Exercise prompt = Only the stretch of the listing below that runs from the line with "Can you find the rolled" through the line with "Can you find the white chef" is to be printed, exactly and with both ends.
§ §
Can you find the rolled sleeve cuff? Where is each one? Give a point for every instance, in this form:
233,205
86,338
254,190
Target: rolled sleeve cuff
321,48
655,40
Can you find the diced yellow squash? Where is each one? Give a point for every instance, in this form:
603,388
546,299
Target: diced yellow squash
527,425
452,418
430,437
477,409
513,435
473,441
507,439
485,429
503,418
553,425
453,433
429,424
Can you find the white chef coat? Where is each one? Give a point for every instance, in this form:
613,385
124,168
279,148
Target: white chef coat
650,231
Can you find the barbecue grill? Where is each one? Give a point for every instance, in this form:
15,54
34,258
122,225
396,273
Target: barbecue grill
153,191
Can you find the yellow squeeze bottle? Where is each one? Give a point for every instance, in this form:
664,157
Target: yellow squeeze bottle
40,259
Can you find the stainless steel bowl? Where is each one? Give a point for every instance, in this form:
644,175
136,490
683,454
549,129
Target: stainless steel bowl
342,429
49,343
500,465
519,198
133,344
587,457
§ §
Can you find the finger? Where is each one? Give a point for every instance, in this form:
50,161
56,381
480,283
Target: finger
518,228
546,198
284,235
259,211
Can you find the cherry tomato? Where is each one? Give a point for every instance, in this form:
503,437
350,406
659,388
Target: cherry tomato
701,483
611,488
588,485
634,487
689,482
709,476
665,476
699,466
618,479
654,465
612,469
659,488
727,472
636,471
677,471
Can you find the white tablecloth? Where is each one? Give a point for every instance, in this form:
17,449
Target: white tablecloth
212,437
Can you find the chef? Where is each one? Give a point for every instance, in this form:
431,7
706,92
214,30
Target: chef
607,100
§ §
Solution to this exercise =
Can you find the rolled sleeve cuff? Where is each one? Give a point for every instance, in this form:
233,205
86,338
254,190
Target: rolled sleeve cuff
321,48
655,40
Can you find the diced yellow squash? Where is each one? Give a point for every instance, in this form:
603,388
546,299
Target: diced yellow squash
527,425
452,418
430,437
477,409
513,435
473,441
507,439
485,429
503,418
553,425
453,433
429,424
Can you find the white chef coat? Where is each one? Give a point for every instance, in this form:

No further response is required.